[start of Dataset excerpts]

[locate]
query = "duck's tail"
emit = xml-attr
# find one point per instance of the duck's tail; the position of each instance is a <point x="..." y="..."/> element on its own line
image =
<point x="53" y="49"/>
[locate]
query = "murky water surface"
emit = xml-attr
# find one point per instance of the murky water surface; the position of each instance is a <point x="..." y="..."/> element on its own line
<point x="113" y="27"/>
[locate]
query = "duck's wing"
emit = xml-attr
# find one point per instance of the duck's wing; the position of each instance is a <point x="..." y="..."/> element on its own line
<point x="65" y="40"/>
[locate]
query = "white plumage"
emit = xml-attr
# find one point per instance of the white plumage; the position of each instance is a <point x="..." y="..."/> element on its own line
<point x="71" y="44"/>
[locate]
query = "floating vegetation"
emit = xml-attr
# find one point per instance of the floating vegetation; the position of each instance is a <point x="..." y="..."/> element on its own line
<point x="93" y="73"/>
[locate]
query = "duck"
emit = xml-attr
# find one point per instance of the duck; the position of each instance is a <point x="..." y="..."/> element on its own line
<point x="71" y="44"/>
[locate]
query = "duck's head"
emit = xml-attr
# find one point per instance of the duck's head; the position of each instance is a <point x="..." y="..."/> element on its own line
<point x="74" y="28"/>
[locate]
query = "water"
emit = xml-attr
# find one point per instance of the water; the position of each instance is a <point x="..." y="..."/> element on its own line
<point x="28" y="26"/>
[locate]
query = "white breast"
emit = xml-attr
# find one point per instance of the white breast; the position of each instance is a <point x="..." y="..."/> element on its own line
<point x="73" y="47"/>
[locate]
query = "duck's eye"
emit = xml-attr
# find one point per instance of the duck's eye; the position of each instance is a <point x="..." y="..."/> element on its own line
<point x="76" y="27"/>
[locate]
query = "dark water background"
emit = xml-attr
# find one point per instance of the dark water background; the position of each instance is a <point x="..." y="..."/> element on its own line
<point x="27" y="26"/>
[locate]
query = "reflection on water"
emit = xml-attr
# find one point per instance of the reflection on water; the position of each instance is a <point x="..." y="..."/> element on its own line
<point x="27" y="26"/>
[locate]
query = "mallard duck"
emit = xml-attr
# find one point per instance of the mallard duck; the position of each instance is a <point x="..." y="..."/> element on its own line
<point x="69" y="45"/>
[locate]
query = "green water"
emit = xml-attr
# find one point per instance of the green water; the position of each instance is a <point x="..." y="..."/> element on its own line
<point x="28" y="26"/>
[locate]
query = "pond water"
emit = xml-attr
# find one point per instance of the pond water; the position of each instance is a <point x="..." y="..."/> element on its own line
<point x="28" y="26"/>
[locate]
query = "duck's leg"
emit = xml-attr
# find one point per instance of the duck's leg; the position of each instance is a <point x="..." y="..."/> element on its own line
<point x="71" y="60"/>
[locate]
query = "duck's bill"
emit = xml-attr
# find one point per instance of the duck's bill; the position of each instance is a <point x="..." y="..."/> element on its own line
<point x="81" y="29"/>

[end of Dataset excerpts]

Exercise description: Using the entries above, please restate each one word for word.

Full answer:
[locate]
query = "duck's tail"
emit = xml-attr
# find one point per instance of the duck's tail; the position of each instance is a <point x="..." y="..."/> element on its own line
image =
<point x="53" y="49"/>
[locate]
query = "murky water surface"
emit = xml-attr
# find one point per instance of the murky water surface; the position of each instance is a <point x="..." y="..."/> element on its own line
<point x="113" y="27"/>
[locate]
query = "duck's wing"
emit = xml-attr
# find one point per instance of the duck's wing; the position of each instance is a <point x="..." y="..."/> element on its own line
<point x="65" y="40"/>
[locate]
query = "white plumage"
emit = xml-attr
# find one point per instance of the white plumage; the position of each instance is a <point x="..." y="..."/> element on its own line
<point x="71" y="44"/>
[locate]
query = "floating vegetation"
emit = xml-attr
# find one point per instance of the floating vegetation; the position of each instance is a <point x="..." y="..."/> element on its own line
<point x="93" y="73"/>
[locate]
query = "duck"
emit = xml-attr
# find one point per instance of the duck; the position of each instance is a <point x="..." y="..."/> element on its own line
<point x="71" y="44"/>
[locate]
query = "duck's head"
emit = xml-attr
# find one point per instance of the duck's head; the position of each instance is a <point x="..." y="..."/> element on its own line
<point x="74" y="28"/>
[locate]
query = "water"
emit = xml-attr
# find one point per instance of the water; the position of each instance is a <point x="..." y="..."/> element on its own line
<point x="28" y="26"/>
[locate]
query = "white breast"
emit = xml-attr
# find one point per instance of the white breast; the position of each instance is a <point x="..." y="..."/> element on its own line
<point x="73" y="47"/>
[locate]
query = "duck's eye"
emit = xml-attr
# find one point per instance of the duck's eye; the position of each instance is a <point x="..." y="..."/> element on its own line
<point x="76" y="27"/>
[locate]
query = "dark water background"
emit = xml-attr
# find one point per instance of the dark water background; the position of each instance is a <point x="..." y="..."/> element on its own line
<point x="27" y="26"/>
[locate]
query = "reflection on water"
emit = xml-attr
# find one point per instance of the reflection on water; the position of each instance is a <point x="..." y="..."/> element on its own line
<point x="27" y="26"/>
[locate]
query = "mallard duck"
emit = xml-attr
# find one point per instance of the mallard duck; the position of each instance is a <point x="..." y="..."/> element on its own line
<point x="69" y="45"/>
[locate]
query = "green water"
emit = xml-attr
# find one point per instance of the green water; the position of each instance is a <point x="..." y="..."/> element on its own line
<point x="28" y="26"/>
[locate]
query = "pond water"
emit = xml-attr
# find one point per instance of the pond water; the position of each instance is a <point x="..." y="..."/> element on its own line
<point x="28" y="26"/>
[locate]
query = "duck's leg"
emit = xml-attr
# find one point per instance of the duck's leg; the position of each instance is a <point x="..." y="..."/> element on its own line
<point x="71" y="60"/>
[locate]
query = "duck's bill"
emit = xml-attr
# find one point per instance of the duck's bill; the position of each instance is a <point x="..." y="..."/> element on its own line
<point x="81" y="29"/>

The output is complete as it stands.